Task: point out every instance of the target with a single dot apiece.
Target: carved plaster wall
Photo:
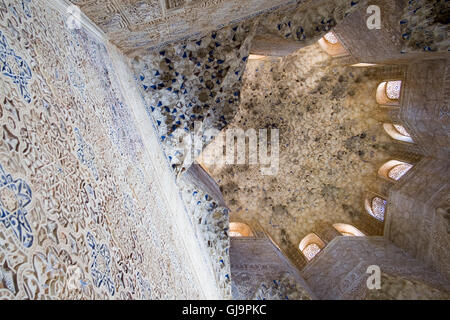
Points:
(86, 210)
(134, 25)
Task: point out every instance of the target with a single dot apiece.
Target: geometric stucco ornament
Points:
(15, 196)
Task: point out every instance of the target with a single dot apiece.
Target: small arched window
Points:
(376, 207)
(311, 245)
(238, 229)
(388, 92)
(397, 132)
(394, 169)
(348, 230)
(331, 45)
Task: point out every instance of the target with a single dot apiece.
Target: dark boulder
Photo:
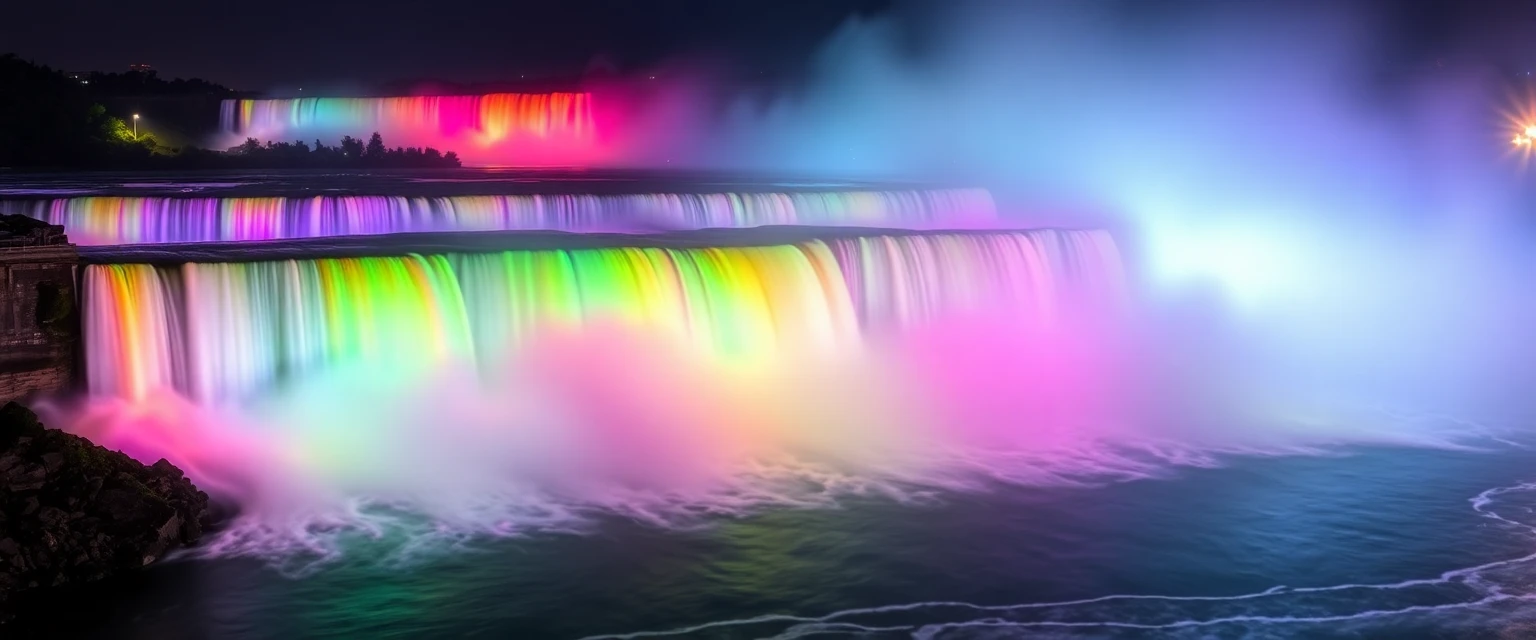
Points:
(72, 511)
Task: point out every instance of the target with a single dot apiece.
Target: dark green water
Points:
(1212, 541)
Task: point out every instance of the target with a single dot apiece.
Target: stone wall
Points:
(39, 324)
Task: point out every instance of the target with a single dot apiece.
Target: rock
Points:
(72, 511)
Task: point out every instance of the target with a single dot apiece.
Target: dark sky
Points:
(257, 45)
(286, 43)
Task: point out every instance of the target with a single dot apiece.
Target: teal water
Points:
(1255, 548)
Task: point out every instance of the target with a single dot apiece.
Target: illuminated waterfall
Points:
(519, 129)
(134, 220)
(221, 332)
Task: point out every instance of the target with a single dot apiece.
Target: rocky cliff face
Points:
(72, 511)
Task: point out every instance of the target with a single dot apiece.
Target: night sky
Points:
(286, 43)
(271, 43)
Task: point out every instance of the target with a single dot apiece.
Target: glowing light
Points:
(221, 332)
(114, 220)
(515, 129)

■ ■ ■

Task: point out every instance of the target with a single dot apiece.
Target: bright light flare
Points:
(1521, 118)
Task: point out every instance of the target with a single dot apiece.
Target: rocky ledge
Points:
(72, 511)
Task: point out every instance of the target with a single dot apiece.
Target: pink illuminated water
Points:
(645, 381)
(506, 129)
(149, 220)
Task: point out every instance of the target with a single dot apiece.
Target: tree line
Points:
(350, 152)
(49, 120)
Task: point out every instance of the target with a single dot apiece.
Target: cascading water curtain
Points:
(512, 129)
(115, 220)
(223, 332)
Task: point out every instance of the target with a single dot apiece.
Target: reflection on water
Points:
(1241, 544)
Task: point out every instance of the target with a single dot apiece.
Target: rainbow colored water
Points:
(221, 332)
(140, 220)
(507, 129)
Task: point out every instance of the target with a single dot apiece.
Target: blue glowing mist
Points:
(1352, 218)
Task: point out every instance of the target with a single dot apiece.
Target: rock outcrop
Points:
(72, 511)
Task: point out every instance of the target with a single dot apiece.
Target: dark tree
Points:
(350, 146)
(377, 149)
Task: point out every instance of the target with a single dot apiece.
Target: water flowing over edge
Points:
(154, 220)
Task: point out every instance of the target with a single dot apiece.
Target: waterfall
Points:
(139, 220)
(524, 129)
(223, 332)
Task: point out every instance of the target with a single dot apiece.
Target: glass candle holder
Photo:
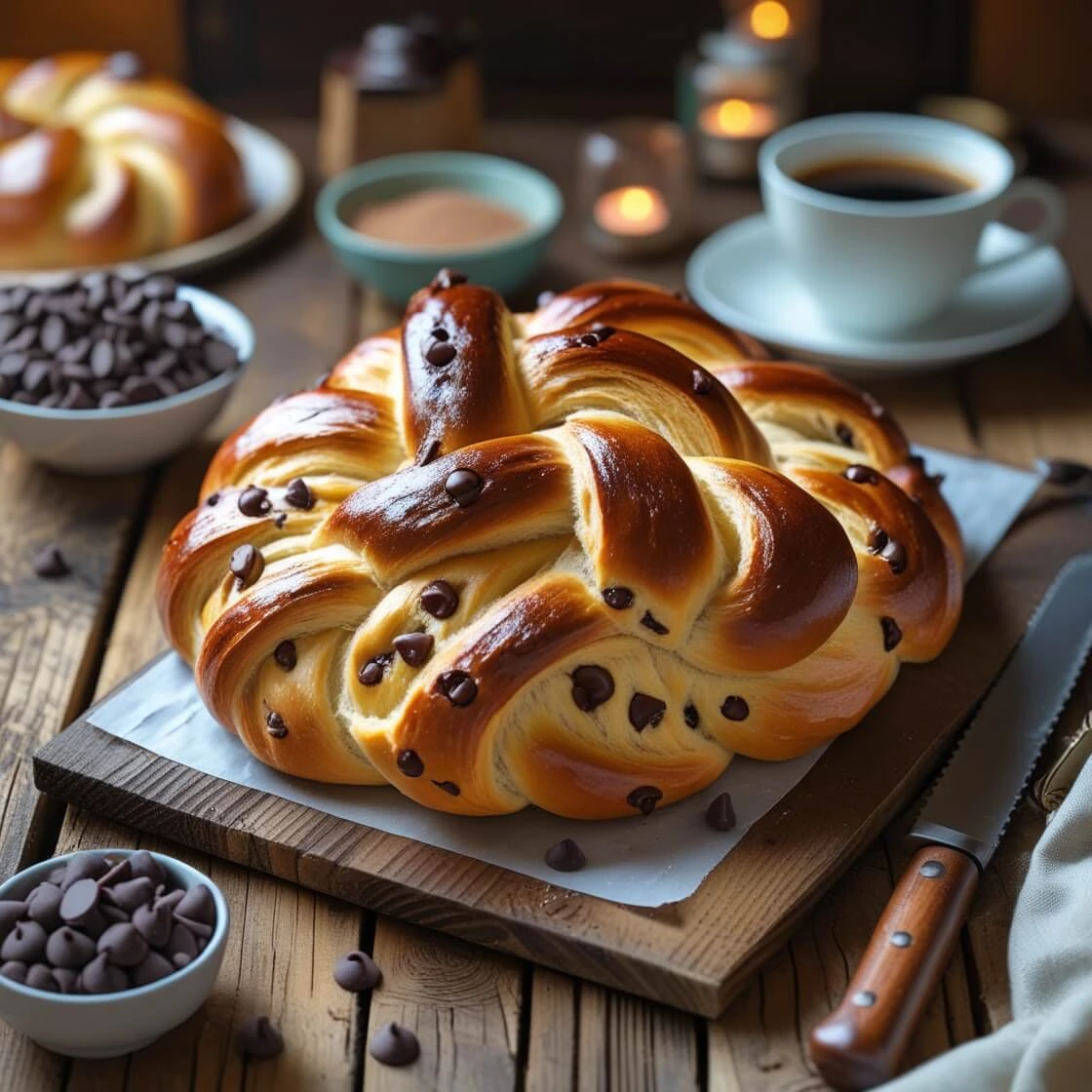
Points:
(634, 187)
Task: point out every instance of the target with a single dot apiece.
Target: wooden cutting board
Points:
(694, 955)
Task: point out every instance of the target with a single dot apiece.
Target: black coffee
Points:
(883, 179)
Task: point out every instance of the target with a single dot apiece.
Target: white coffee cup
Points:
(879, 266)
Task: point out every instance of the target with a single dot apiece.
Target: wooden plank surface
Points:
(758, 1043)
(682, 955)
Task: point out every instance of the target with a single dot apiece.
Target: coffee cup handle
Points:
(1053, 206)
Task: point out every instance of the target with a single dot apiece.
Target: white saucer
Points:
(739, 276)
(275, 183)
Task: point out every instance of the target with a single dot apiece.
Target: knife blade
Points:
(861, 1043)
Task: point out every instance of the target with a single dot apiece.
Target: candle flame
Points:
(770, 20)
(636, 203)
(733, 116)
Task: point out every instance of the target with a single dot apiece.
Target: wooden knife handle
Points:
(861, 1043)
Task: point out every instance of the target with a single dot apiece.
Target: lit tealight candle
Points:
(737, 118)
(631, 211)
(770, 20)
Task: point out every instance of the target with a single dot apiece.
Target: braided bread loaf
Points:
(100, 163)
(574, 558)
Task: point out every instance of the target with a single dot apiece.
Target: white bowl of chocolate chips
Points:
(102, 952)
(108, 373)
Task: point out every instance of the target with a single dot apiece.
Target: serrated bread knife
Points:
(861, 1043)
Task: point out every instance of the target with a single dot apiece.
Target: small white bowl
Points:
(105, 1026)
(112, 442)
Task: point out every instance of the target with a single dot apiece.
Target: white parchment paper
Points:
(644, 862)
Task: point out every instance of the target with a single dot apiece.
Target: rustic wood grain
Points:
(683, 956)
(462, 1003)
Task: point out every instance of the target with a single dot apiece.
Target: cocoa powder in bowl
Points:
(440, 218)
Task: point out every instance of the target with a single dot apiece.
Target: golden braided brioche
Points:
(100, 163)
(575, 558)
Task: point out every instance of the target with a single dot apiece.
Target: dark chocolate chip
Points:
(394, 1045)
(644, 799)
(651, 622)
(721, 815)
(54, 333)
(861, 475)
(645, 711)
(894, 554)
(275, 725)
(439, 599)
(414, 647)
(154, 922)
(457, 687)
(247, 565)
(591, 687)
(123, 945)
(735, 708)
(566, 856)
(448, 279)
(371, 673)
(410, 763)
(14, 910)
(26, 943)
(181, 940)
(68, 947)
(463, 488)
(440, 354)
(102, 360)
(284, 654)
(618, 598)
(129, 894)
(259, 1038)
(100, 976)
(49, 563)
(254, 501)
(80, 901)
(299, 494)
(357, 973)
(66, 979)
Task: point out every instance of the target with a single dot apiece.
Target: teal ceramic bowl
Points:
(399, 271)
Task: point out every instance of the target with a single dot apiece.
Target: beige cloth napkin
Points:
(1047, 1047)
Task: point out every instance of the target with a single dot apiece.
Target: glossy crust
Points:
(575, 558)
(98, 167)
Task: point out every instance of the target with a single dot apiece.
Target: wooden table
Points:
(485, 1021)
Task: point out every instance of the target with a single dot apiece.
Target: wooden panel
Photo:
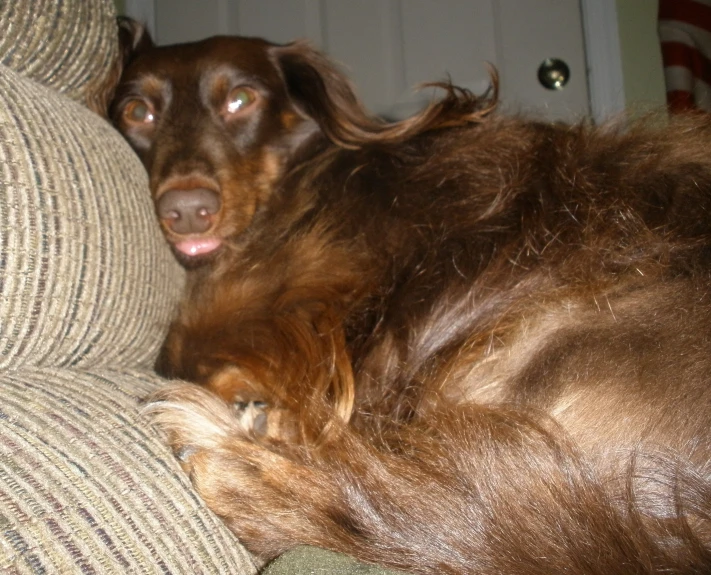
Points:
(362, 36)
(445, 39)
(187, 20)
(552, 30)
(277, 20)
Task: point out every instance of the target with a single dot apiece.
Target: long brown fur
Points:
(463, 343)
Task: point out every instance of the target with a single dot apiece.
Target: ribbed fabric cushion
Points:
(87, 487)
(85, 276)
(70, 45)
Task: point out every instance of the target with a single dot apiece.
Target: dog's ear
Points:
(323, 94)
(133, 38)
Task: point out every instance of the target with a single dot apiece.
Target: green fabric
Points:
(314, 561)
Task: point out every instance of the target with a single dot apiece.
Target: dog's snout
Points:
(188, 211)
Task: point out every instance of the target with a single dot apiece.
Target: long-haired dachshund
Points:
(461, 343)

■ ■ ■

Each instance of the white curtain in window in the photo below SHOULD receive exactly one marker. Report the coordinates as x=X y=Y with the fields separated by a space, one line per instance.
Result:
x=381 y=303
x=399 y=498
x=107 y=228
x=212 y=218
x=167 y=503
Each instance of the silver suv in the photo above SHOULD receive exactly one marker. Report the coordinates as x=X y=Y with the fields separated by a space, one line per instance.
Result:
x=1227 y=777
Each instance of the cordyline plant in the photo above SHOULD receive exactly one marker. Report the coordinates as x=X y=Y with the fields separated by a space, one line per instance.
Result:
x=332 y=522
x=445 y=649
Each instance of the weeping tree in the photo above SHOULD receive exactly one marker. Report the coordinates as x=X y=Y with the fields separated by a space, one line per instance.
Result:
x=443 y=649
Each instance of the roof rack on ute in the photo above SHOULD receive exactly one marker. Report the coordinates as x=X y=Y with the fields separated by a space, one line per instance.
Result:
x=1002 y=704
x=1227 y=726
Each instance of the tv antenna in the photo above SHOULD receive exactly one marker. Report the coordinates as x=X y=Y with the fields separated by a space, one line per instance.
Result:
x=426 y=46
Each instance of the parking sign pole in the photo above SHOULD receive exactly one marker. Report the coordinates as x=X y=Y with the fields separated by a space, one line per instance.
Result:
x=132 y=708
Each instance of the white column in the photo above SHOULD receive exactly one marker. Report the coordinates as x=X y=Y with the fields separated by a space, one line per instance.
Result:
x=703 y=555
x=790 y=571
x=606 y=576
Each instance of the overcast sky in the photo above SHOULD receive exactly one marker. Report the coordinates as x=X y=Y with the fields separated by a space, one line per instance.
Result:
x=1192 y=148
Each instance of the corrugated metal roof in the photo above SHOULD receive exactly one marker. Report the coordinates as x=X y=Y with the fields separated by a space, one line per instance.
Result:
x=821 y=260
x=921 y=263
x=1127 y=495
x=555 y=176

■ ■ ■

### The exercise:
Please copy the stretch of the listing from the line containing "Each instance of the parking" through the line containing "x=1192 y=148", swapping "marker" for "dot" and leaving everything else unchanged.

### Result for this task:
Each instance of the parking sign pole in the photo above SHOULD receive exactly one dot. Report the coordinates as x=X y=Y with the fields separated by a space, one line per instance.
Result:
x=132 y=708
Each instance of the white column in the photo above SHOULD receive exactly one dot. Report the coordinates as x=X y=Y with the fields separated by a space, one line per instance.
Result:
x=703 y=555
x=790 y=571
x=606 y=576
Each instance of the overcast sky in the photo above SHOULD receive exactly one dot. Report the coordinates as x=X y=Y with the fields separated by a space, one line per instance.
Result:
x=1192 y=148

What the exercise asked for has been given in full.